■ **Document extract**:

'''

David Packouz (Teller) is a male masseuse for the rich who is trying to get enough money together before wife Iz (Ana de Armas) gives birth. When he sinks all their savings into a stock pile of luxury cotton sheets and fails to sell these to Miami’s old-people’s homes, his unlikely ‘saviour’, unscrupulous old school chum Efraim Diveroli (Hill) appears on the scene with a proposition that could make him rich quick.

David can join the small-time arms trade and become a ‘War Dog’ like Efraim, looking for the crumbs – small arms contracts touted online by the US Government – and bid on them. As the money starts flowing in, the mother of all arms deals comes up – a 300 million dollar contract to arm the Military to the teeth in Afghanistan. That’s when the problems begin and the whole operation unravels, as the War Dogs must rely on elusive, Grade-A War Dog, Henry Girard (Bradley Cooper) to get a shipment out of Albania.

'''

■ **Task instructions**:
• a. Rewrite part of the film synopsis, renaming "cotton sheets" as "bath towels": begin at the words "David Packouz (Teller)" and stop after "him rich quick.".
• b. According to the film synopsis, from which country must Henry Girard help get a shipment out?
• c. Translate this sentence from the film synopsis into Spanish: "As the money starts flowing in, the mother of all arms deals comes up – a 300 million dollar contract to arm the Military to the teeth in Afghanistan."
The listing that follows plays no part in this exercise.

■ **Data extract**:

'''

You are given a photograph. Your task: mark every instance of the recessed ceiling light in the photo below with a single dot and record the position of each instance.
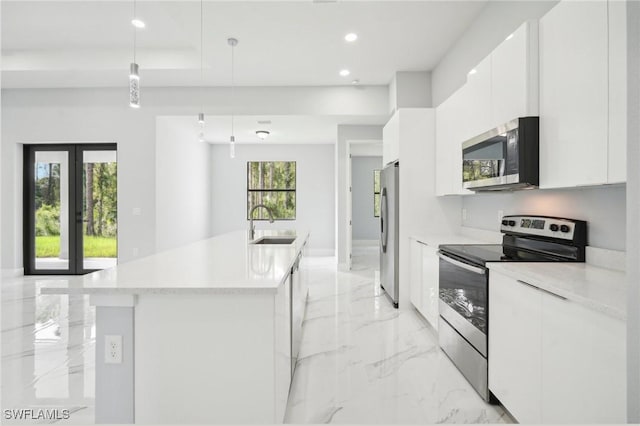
(262, 134)
(351, 37)
(138, 23)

'''

■ **Solutions to the problems**:
• a.
David Packouz (Teller) is a male masseuse for the rich who is trying to get enough money together before wife Iz (Ana de Armas) gives birth. When he sinks all their savings into a stock pile of luxury bath towels and fails to sell these to Miami’s old-people’s homes, his unlikely ‘saviour’, unscrupulous old school chum Efraim Diveroli (Hill) appears on the scene with a proposition that could make him rich quick.

• b. Albania.

• c. Cuando el dinero empieza a llegar, surge el mayor de todos los negocios de armas: un contrato de 300 millones de dólares para armar hasta los dientes al Ejército en Afganistán.